* [Exercise materials]

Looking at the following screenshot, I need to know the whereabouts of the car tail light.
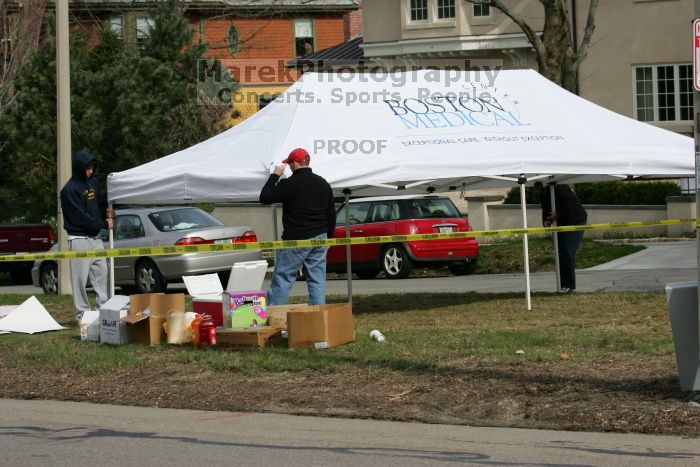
[233,230,258,243]
[175,237,214,245]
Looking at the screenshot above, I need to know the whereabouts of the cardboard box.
[99,295,129,345]
[216,326,280,349]
[121,293,185,345]
[182,261,267,328]
[267,303,309,329]
[287,303,355,349]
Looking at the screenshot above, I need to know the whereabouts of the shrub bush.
[505,182,681,206]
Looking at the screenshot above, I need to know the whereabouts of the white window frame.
[107,15,125,39]
[136,16,156,45]
[435,0,462,21]
[632,63,694,125]
[472,3,493,18]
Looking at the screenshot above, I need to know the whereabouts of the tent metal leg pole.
[107,203,117,298]
[343,190,352,306]
[549,184,561,290]
[518,181,532,311]
[272,204,279,240]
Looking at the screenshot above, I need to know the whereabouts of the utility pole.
[693,0,700,358]
[56,0,71,294]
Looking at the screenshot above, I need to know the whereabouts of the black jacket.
[61,151,107,237]
[542,184,588,225]
[260,167,335,240]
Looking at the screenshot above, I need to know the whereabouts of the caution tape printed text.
[0,218,700,262]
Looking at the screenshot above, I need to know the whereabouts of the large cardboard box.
[287,303,355,349]
[121,293,185,345]
[99,295,129,345]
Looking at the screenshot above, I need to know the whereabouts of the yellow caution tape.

* [Exercise requirements]
Copy every one of the rows above verbatim, leaving out the picture.

* [Solution for this exercise]
Looking at the following screenshot, I need to know the whereabouts of the car tail light.
[233,230,258,243]
[175,237,214,245]
Looking at the screenshot above, I need to know the whereabouts of the cardboard box.
[99,295,129,345]
[216,326,280,349]
[121,293,185,345]
[182,261,267,328]
[267,303,309,329]
[287,303,355,349]
Looking at the screenshot above, I need to know the whereabouts of the shrub bush.
[505,182,681,206]
Looking at the screenshot above, I need to know the whereabouts of the white window frame.
[107,15,125,39]
[136,16,156,45]
[435,0,462,21]
[632,63,694,125]
[472,3,493,18]
Looking at the screenshot above, I need to know the whereabouts of the tent metal leg pole.
[107,203,117,298]
[343,190,352,306]
[549,184,561,290]
[518,181,532,311]
[272,204,279,240]
Looking at the screenshot above, I need to know the whereabouts of the utility pole.
[693,0,700,358]
[56,0,71,294]
Looking at the screenshot above, I need to know the whereabouts of the black jacket.
[61,151,107,237]
[542,184,588,225]
[260,167,335,240]
Looking at the screenshot above, I need to know the whereabouts of the caution tape printed text.
[0,218,700,262]
Looking at the screenshot above, I need to know the whereabouts of the large cardboard box.
[287,303,355,349]
[121,293,185,345]
[99,295,129,345]
Looking at the screenshot above, I need to know the whereabouts of the yellow caution tape.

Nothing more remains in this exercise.